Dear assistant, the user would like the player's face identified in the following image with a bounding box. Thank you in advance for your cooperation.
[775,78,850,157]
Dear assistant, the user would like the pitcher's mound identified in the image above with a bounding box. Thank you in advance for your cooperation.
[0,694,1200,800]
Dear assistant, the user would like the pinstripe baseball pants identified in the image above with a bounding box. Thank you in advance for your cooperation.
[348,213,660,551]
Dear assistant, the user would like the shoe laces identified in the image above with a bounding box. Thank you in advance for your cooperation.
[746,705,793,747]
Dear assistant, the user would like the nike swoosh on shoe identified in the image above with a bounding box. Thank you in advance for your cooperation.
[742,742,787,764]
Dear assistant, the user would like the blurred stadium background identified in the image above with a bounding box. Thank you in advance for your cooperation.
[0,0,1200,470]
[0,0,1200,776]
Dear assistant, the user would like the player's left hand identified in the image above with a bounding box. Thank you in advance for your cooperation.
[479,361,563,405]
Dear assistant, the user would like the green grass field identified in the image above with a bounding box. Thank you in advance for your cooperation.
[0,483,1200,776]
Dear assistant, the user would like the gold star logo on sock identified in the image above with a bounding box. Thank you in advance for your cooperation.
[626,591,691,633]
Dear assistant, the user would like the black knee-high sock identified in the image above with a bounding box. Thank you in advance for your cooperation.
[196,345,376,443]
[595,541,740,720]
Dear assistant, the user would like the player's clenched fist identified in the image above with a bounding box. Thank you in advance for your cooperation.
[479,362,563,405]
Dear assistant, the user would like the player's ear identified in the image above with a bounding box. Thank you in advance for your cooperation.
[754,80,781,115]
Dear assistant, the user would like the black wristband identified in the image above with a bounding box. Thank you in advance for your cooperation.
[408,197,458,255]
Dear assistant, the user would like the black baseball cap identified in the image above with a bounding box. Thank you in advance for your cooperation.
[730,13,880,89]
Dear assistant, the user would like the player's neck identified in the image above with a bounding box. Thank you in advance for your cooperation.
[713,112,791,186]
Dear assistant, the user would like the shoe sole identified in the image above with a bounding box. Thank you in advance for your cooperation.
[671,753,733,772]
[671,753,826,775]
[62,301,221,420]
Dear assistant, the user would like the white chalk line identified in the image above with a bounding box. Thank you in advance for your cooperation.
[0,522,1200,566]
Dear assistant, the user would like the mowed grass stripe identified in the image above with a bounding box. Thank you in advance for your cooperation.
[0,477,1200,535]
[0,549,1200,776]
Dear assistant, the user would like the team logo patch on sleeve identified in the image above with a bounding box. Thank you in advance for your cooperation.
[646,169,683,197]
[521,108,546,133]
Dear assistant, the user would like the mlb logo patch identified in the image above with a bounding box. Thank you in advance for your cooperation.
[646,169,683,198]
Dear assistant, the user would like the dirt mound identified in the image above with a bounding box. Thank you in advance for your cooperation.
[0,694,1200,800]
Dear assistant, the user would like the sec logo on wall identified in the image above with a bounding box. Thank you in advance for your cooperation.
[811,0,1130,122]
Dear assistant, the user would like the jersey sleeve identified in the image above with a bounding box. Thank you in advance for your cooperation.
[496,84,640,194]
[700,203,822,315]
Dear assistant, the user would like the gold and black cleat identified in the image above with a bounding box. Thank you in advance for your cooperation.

--- STATED PROBLEM ---
Reproduce word for word the stretch of the data above from the line containing "Dear assistant, the user would like the pinstripe" through the line containing "[746,705,793,747]", with both of those lines included.

--- PROBLEM SOLUTION ---
Dear assistant, the user would like the pinstripe baseball pants identified in the image above with a bounding box. Thank you in advance for your cooperation.
[348,213,660,551]
Dear assistant, the user would like the shoe laces identified in the image above with a bounding box. Thank you in advance for your cooperation.
[746,705,793,747]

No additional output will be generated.